:: Task to complete ::
Reproduce, word for word, the stretch of the role-playing stats discussion below from "If you try to" through "a payoff on.".

:: Excerpt to read ::
If you try to play say, a more socially adept character than yourself (relative to your DM, mainly), you're investing chargen resources and concept in something that you likely won't get a payoff on.

But in a game with INT/WIS/CHA this would be then the DM's fault, wouldn't it? Telling a dork to "persuade that baron" in character while ignoring his stats or skills and the tell him how he failed because he didn't use his "obvious weakness for cute kittens and love of being addressed with at least three positive adjectives" is bad DMing. At least in a game where your PC's mental stats can be different from your own.

And I like to keep it that way. Why? Because I don't see why people are totally cool to let their PCs be the buffest, most agile or toughest guys on earth while being unfit weaklings themselves while having problems allowing that one autistic or shy player to play as a social genius. Other than trying to satisfy some perceived superiority in terms of their own "mental stats".

I do see a problem with mental stats when it comes to "dump stats" though. As I've rarely seen anyone playing a less intelligent, wise or charismatic PC in a sensible way. Especially if they (players) are on the more intelligent side of the mental spectrum. Limiting yourself isn't fun, I understand that. But then maybe don't dump INT.

Ok, that sounds interesting. Could you elaborate?

Because, one thing I had in mind was eliminating some issues of plausibility & player agency that come up now and then....

Okay... this is a bit anecdotal, but I guess it will be more or less prevalent in less homogenous groups groups. As a DM, you usually use your own knowledge and experience when creating a world of your own. NPC are based on behavior patterns you know, archetypes you've read about or often characters from books or shows you like. This applies to other aspects of the world as well, like whether or not you could cut a rope with a knife or whether buildings made of marble make sense, but these usually tend to be covered by the rules.

Now, if I, as a player, get to talk to an NPC or get some clues from others, I get my own picture of said person. If I tend to watch the same shows, read the same books or come from the same culture as my DM, then my mental image and his will more likely align and I will more likely "push the right buttons" (in the DM's eye) when it comes to interaction. And it is the other way round when my and the DM's socio-cultural backgrounds don't align.

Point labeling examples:
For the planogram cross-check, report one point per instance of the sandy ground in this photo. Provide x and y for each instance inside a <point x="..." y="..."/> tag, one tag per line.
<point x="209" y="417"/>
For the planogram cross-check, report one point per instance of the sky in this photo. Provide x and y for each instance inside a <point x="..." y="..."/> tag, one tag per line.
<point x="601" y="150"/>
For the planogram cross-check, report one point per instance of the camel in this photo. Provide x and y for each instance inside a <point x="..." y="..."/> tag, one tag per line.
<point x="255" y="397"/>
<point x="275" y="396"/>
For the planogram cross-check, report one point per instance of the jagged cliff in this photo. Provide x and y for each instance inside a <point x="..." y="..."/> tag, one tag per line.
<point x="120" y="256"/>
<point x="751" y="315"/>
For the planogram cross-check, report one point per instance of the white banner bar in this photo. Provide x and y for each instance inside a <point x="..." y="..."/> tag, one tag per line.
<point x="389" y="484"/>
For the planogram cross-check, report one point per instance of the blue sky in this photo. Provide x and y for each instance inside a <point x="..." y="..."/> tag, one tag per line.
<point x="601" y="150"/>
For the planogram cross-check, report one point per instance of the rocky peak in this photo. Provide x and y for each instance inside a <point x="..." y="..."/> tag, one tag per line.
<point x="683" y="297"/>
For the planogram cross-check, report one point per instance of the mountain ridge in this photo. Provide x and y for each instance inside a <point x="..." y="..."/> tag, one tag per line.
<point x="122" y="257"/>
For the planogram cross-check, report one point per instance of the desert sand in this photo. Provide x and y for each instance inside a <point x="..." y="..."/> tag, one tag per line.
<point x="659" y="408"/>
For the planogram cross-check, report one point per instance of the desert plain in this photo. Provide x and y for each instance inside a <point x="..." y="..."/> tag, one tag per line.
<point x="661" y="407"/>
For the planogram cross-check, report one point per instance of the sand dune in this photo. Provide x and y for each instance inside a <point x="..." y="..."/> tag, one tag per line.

:: Response to the exercise ::
If you try to play say, a more socially adept character than yourself (relative to your DM, mainly), you're investing chargen resources and concept in something that you likely won't get a payoff on.